[Data entries]

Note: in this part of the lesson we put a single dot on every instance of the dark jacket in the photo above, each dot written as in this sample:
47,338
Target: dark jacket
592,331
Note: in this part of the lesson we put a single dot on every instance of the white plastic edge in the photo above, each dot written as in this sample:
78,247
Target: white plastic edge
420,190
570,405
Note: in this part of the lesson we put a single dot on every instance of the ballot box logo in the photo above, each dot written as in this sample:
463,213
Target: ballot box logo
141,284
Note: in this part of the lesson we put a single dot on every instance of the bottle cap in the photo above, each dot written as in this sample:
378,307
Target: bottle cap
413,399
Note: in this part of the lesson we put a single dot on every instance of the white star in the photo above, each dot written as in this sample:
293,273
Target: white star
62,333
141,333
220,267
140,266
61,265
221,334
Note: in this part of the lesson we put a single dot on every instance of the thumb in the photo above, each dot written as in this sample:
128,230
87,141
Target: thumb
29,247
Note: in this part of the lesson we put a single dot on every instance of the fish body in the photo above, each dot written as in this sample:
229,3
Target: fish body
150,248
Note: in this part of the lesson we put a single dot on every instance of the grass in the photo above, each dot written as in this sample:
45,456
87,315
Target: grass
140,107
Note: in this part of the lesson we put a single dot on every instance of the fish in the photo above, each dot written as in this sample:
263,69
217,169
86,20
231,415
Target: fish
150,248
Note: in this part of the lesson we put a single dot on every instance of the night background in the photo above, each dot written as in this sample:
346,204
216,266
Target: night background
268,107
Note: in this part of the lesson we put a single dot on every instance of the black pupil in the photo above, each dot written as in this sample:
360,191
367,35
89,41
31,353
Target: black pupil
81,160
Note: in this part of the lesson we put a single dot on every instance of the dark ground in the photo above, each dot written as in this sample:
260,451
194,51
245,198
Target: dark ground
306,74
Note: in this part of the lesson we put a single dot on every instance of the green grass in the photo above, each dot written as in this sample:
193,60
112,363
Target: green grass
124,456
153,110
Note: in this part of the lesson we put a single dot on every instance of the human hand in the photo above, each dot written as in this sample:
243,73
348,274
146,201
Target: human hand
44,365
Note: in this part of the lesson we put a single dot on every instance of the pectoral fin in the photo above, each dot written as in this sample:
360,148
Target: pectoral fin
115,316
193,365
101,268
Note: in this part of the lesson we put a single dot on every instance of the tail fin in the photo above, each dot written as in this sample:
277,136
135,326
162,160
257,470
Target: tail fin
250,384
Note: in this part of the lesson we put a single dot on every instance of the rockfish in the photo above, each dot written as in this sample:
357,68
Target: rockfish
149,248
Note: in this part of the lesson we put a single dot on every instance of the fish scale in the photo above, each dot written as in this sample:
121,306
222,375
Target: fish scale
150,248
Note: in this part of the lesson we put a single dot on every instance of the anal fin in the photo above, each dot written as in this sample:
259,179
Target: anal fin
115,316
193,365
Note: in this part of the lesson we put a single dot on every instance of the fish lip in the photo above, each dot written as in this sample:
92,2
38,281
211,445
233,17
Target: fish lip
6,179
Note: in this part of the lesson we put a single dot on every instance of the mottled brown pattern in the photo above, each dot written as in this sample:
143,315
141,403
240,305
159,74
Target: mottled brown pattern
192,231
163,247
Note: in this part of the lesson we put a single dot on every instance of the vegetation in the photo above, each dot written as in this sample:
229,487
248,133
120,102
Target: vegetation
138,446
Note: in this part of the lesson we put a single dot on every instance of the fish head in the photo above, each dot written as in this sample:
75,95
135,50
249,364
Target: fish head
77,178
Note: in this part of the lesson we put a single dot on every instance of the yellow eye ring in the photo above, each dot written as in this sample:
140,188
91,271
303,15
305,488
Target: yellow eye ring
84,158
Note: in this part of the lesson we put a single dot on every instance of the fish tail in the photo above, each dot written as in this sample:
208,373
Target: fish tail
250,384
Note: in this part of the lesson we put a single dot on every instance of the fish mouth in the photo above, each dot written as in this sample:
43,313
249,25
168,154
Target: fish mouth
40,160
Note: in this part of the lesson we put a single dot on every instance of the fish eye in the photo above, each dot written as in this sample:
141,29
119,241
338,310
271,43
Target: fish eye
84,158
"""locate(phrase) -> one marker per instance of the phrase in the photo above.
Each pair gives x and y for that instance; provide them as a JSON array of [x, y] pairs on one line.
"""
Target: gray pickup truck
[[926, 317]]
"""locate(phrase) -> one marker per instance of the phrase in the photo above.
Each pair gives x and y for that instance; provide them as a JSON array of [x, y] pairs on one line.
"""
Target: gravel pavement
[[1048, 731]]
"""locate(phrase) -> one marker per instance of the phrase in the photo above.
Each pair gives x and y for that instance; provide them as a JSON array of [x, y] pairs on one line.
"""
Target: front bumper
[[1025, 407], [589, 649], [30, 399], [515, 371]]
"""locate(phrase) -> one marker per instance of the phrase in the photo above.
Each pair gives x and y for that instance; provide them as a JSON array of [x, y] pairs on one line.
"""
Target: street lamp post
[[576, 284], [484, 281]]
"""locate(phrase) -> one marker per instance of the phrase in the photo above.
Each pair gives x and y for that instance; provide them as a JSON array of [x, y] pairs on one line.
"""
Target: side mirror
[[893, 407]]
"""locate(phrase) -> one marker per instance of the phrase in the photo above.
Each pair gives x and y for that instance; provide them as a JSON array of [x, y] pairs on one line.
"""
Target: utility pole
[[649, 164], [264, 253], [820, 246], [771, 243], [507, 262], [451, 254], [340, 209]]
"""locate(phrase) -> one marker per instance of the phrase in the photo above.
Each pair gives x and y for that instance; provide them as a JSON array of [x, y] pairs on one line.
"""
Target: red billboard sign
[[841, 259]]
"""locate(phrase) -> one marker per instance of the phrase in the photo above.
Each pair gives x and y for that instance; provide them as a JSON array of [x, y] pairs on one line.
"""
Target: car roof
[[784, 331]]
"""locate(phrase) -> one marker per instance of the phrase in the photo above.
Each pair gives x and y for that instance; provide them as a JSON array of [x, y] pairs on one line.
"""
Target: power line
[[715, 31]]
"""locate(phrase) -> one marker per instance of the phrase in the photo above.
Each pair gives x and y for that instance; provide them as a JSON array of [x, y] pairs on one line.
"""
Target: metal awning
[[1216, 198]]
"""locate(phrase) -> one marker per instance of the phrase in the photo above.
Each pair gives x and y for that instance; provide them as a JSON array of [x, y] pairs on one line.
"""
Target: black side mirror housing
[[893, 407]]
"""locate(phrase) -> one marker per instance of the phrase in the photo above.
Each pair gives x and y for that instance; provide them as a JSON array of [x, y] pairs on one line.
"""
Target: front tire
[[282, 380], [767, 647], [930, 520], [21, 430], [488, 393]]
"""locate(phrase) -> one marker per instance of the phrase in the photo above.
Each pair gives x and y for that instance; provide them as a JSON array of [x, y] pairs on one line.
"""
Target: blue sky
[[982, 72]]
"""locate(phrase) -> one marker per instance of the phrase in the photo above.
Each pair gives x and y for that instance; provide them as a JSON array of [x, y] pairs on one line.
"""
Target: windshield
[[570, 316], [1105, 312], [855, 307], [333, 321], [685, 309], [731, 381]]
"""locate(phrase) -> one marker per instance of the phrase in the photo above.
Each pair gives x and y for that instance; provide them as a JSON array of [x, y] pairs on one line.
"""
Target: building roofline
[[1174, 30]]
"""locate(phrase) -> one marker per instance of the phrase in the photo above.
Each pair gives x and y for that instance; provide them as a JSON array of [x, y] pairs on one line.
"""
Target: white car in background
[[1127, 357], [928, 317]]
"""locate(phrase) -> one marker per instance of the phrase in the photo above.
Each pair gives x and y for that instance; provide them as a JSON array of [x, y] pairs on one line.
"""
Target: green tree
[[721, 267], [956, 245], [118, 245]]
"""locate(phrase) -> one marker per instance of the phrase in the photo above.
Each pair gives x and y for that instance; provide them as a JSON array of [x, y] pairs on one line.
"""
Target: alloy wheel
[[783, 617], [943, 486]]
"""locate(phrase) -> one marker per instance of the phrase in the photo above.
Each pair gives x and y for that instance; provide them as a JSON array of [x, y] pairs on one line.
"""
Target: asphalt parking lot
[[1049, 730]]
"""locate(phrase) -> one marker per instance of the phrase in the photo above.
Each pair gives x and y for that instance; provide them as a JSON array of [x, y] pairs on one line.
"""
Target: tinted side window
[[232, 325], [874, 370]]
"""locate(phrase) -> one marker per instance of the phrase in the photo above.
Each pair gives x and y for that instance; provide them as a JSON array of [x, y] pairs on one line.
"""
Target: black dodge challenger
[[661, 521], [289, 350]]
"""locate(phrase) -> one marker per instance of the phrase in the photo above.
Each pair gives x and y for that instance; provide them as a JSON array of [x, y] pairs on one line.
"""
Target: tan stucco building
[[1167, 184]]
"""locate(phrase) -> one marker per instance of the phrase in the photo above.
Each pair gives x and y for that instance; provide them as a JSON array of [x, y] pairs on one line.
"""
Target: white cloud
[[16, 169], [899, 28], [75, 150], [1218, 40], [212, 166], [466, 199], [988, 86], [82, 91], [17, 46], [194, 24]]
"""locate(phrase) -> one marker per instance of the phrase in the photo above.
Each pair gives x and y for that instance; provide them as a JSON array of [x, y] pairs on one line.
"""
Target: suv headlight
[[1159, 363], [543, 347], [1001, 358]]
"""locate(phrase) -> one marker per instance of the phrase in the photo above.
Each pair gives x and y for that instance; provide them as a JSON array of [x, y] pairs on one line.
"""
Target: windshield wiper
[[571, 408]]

Goal: Give the material above as a numbered list, from the line containing "the fish mouth" up to and including the line containing "[[926, 317]]", with blank lines left out.

Solution:
1. Note: in this part of the lesson we put a single dot on every instance of the fish mouth in the photo above, each dot written as in this sample:
2. 43,313
3. 249,25
4. 168,154
5. Target: fish mouth
6. 40,160
7. Note: in this part of the lesson we put a single dot on every instance of the fish eye in the photo above, each dot written as in this sample:
8. 141,29
9. 119,241
10. 338,310
11. 271,43
12. Target: fish eye
13. 84,158
14. """locate(phrase) -> one marker per instance of the phrase in the photo above.
15. Each pair gives x and y for that instance; provide them as a JSON array of [x, y] pairs on one line.
16. """
17. Target: gray pickup truck
18. [[926, 317]]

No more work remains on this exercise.